> _YOUR ASSIGNMENT_: Exactly as they appear, reproduce the lines from the one holding "Query: forehead" through the last line of the material below.

> _MATERIAL PROVIDED_:
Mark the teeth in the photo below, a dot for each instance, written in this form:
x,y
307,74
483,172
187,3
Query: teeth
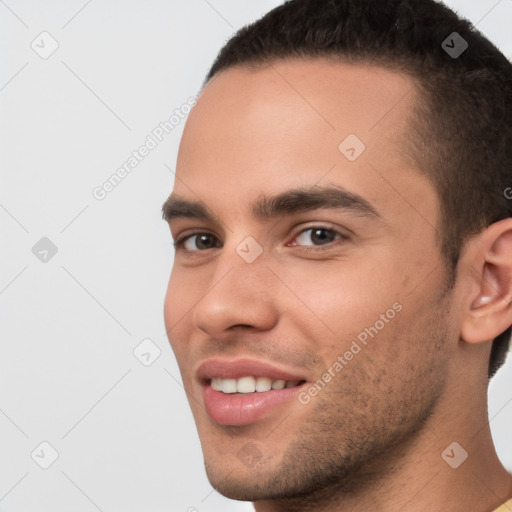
x,y
250,384
246,385
278,384
263,384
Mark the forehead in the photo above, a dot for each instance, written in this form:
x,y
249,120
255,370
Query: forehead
x,y
301,123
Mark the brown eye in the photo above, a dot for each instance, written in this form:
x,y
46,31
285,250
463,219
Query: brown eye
x,y
317,236
196,242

> _TASK ANSWER_:
Query: forehead
x,y
301,123
Mark the brown eye in the photo above, a dot for each instance, written in this form:
x,y
46,31
285,250
463,219
Query: brown eye
x,y
317,236
196,242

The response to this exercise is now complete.